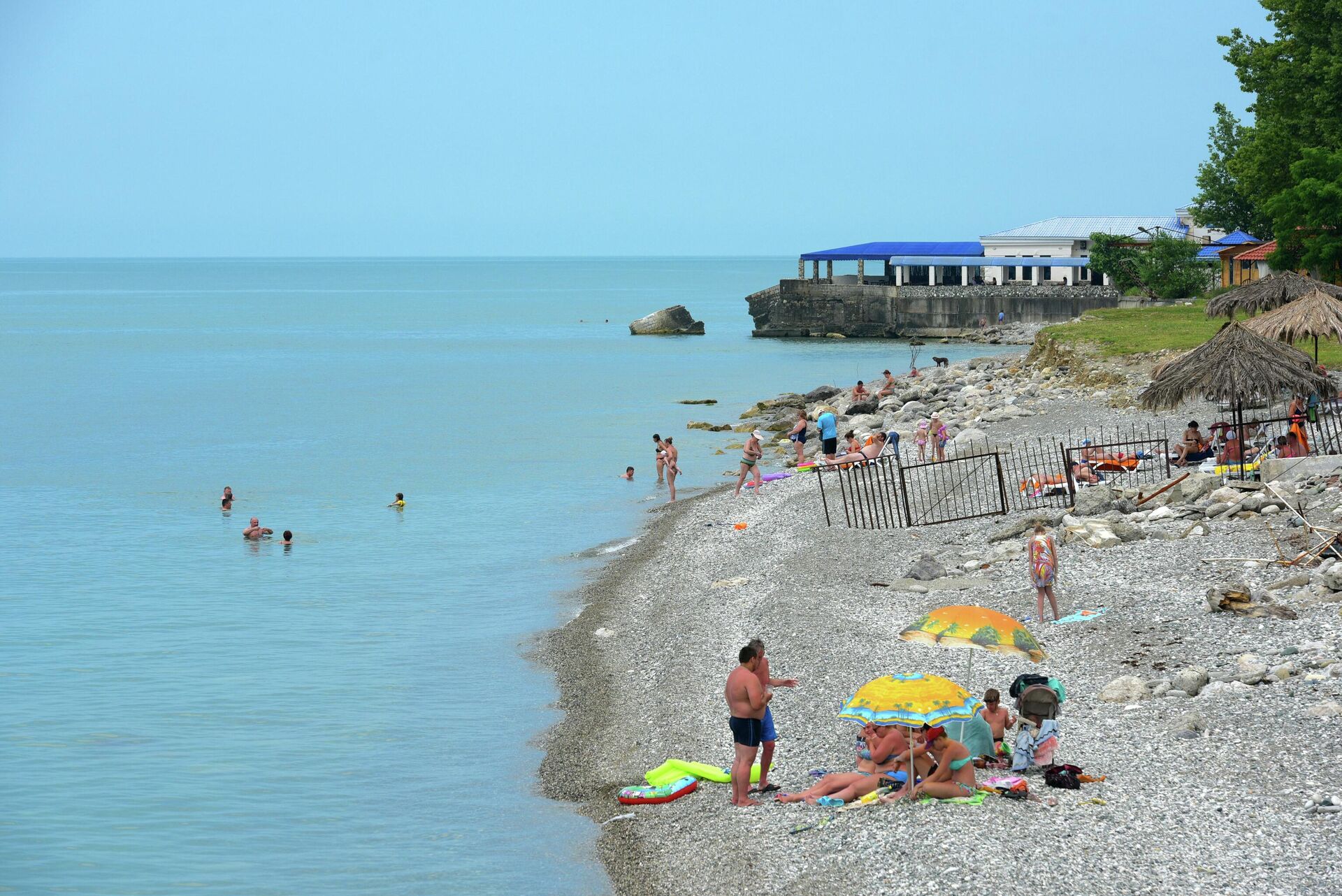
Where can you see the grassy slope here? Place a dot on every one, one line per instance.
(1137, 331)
● ● ● ● ● ● ●
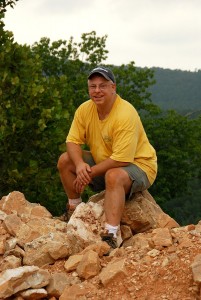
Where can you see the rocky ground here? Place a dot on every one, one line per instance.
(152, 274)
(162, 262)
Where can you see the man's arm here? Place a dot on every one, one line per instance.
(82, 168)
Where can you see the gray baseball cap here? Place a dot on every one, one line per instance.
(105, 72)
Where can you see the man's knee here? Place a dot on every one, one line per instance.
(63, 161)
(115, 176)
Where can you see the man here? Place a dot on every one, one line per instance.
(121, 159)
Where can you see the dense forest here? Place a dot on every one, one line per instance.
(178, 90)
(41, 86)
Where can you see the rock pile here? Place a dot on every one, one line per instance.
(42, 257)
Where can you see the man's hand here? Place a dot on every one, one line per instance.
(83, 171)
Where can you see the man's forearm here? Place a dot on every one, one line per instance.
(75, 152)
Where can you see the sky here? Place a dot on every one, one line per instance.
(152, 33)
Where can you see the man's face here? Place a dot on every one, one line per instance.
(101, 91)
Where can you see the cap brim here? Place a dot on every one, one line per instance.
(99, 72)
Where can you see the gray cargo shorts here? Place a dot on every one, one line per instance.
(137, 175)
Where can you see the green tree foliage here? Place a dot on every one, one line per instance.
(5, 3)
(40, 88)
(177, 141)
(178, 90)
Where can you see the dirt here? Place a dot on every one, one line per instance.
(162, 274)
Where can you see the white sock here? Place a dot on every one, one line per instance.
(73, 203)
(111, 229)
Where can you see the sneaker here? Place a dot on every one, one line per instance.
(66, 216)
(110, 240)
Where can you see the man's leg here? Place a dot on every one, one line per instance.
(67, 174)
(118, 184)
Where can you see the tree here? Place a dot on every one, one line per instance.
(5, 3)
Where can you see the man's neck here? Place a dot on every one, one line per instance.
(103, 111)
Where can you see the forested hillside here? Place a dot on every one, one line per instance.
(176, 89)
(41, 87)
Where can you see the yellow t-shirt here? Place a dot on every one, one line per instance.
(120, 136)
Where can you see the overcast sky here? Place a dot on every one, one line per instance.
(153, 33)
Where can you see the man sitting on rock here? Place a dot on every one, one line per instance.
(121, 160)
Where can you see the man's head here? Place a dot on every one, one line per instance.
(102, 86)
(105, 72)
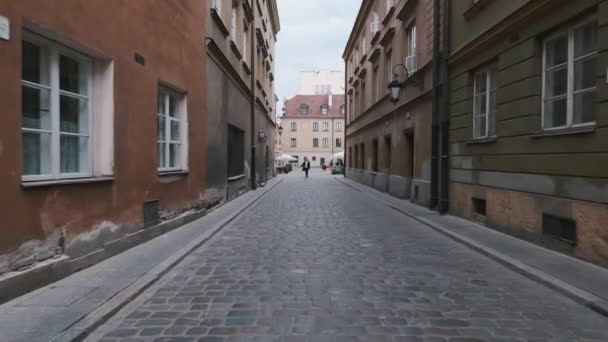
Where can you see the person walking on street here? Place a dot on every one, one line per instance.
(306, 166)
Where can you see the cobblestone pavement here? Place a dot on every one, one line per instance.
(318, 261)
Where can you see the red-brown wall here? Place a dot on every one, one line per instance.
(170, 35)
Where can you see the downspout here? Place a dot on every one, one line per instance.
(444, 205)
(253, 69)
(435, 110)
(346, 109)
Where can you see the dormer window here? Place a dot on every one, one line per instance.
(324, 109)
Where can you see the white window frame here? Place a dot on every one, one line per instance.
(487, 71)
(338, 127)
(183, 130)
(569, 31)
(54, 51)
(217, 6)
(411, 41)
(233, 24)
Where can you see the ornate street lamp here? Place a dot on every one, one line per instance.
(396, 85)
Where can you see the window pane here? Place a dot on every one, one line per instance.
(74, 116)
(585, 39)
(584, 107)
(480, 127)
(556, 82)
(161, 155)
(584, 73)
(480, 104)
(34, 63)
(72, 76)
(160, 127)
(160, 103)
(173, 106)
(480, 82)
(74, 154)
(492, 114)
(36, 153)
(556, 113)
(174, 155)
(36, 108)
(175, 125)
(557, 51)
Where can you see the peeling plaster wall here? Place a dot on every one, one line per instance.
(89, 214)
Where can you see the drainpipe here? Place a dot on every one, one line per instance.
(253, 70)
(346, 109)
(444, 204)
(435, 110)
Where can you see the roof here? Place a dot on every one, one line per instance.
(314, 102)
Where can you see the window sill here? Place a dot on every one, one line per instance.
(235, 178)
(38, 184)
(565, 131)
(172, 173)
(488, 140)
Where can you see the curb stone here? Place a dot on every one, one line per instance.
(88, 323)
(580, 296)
● ● ● ● ● ● ●
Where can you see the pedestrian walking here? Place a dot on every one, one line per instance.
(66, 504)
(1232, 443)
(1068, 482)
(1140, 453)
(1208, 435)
● ● ● ● ● ● ●
**WHAT THE TASK ASKS**
Recast the data from the line that contains "Where can you see the grassy" to the line that contains "(1137, 331)", both included, as a JSON list of strings with one string per line and blank lines left out.

**CORRECT OUTPUT**
[
  "Where can you see the grassy slope here? Place a dot on every one, one line per instance.",
  "(1137, 331)"
]